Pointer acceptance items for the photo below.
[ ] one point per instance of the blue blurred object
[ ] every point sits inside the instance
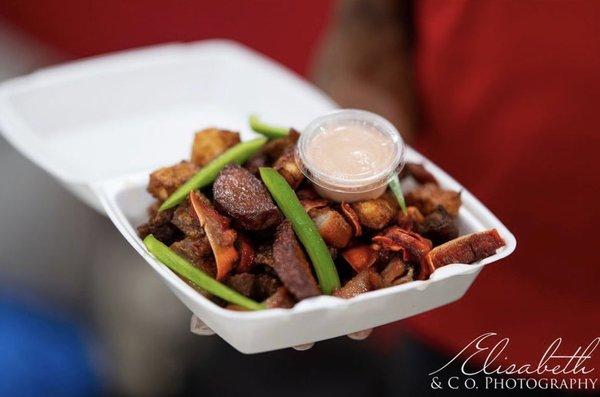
(42, 353)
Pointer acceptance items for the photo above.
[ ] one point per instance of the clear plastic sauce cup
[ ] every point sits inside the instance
(350, 155)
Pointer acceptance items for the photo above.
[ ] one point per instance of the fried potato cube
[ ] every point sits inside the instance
(376, 213)
(210, 143)
(164, 181)
(429, 196)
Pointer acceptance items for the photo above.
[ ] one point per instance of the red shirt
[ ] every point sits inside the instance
(509, 93)
(510, 99)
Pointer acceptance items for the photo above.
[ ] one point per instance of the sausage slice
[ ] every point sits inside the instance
(245, 199)
(291, 265)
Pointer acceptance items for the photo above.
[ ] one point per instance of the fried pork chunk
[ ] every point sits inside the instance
(466, 249)
(164, 181)
(160, 226)
(429, 196)
(220, 235)
(198, 252)
(332, 226)
(186, 220)
(291, 264)
(287, 167)
(210, 143)
(438, 226)
(244, 198)
(419, 173)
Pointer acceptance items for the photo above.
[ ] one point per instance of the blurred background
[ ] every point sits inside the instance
(503, 95)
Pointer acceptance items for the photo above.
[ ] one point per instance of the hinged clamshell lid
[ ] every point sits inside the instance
(107, 116)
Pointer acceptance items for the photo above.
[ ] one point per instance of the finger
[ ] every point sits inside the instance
(360, 335)
(303, 347)
(199, 328)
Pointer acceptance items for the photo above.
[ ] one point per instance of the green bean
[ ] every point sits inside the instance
(238, 154)
(185, 269)
(397, 190)
(270, 131)
(305, 229)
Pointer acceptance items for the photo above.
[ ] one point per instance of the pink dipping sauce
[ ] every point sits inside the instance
(350, 155)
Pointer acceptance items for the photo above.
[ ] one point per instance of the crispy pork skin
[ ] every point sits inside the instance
(411, 220)
(466, 249)
(198, 252)
(291, 264)
(210, 143)
(352, 217)
(160, 226)
(396, 272)
(411, 245)
(360, 257)
(281, 299)
(428, 197)
(244, 198)
(220, 236)
(365, 281)
(438, 226)
(276, 147)
(164, 181)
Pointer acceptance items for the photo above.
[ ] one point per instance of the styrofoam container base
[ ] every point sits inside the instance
(101, 125)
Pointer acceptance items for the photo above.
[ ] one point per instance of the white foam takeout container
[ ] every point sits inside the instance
(100, 125)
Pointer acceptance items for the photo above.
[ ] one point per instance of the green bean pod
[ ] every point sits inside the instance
(238, 154)
(270, 131)
(305, 229)
(185, 269)
(397, 190)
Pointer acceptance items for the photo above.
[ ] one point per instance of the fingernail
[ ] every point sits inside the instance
(360, 335)
(199, 328)
(306, 346)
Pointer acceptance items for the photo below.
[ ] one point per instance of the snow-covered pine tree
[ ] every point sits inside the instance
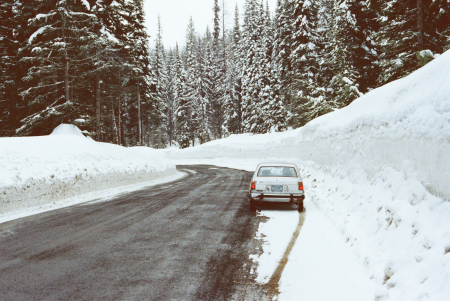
(363, 47)
(308, 101)
(407, 28)
(251, 41)
(344, 84)
(12, 36)
(160, 67)
(218, 79)
(142, 79)
(233, 99)
(56, 51)
(283, 31)
(275, 115)
(187, 118)
(203, 86)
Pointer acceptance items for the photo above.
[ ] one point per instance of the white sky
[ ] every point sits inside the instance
(175, 16)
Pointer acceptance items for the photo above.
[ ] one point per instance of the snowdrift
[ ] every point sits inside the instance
(379, 169)
(35, 171)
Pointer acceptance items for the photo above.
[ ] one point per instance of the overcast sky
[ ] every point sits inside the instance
(175, 16)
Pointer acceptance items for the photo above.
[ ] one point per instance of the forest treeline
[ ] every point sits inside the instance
(89, 63)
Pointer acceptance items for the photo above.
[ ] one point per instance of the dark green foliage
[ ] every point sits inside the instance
(75, 61)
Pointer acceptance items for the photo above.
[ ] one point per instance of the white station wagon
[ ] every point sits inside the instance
(276, 182)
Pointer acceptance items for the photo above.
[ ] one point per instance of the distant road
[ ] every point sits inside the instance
(185, 240)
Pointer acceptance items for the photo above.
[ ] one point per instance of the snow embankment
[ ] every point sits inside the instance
(379, 169)
(35, 171)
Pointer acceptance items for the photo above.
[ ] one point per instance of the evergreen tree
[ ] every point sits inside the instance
(408, 27)
(56, 51)
(233, 97)
(343, 34)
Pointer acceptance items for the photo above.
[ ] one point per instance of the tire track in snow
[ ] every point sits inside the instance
(272, 285)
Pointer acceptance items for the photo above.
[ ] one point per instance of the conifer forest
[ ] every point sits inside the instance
(91, 63)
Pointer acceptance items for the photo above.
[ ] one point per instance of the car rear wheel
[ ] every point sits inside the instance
(252, 205)
(300, 206)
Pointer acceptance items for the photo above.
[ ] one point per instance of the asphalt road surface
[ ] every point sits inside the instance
(185, 240)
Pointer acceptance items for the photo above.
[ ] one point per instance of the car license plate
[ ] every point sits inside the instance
(276, 188)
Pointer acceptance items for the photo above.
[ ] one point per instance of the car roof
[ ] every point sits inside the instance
(277, 164)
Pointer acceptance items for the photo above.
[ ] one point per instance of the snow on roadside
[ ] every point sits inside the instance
(322, 267)
(378, 169)
(90, 197)
(35, 171)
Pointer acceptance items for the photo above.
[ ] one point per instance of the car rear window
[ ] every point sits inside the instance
(277, 171)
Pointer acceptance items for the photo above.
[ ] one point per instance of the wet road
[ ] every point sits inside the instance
(185, 240)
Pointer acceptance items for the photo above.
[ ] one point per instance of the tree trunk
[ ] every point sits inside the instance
(139, 114)
(420, 28)
(66, 81)
(97, 107)
(120, 125)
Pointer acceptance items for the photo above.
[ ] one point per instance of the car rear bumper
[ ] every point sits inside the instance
(284, 198)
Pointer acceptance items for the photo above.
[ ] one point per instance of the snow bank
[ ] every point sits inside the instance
(36, 171)
(379, 169)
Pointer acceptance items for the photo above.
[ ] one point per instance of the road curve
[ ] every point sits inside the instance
(185, 240)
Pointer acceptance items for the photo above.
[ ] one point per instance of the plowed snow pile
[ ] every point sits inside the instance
(35, 171)
(379, 169)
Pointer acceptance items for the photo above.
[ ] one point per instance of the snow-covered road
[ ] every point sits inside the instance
(321, 266)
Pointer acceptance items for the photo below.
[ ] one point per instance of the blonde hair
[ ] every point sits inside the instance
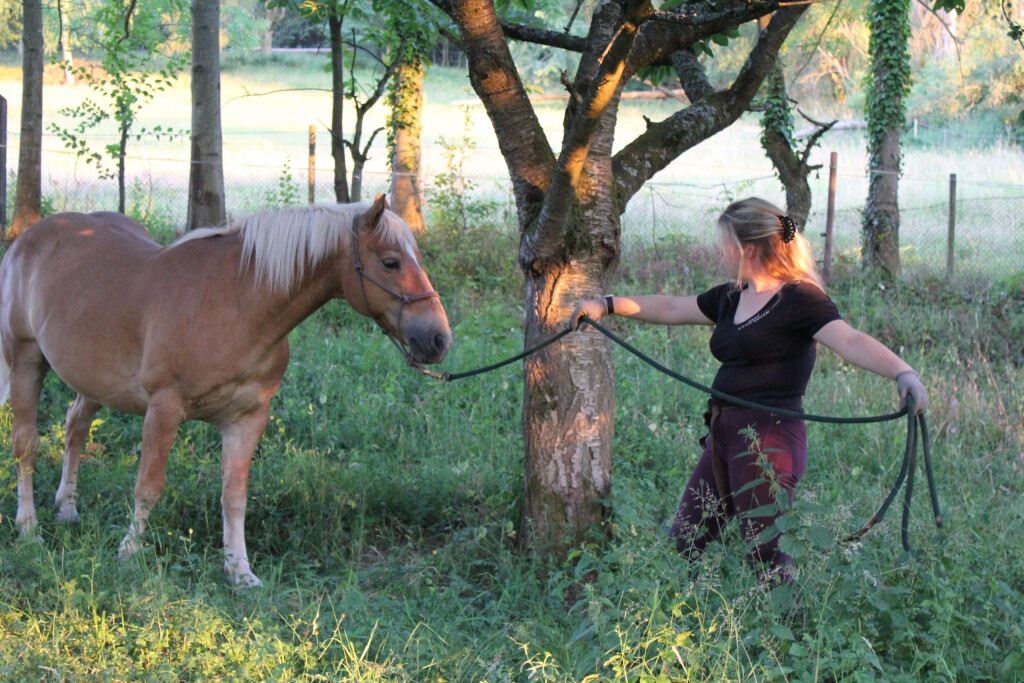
(755, 221)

■ ■ ■

WORK TO BE COMPLETED => In the records above, locate the lines holding the word "white". Copy each of them.

ANSWER AREA =>
[ ] one point per instance of the white foam takeout container
[ ] one point per instance of the white sky
[ ] one point per instance of the white station wagon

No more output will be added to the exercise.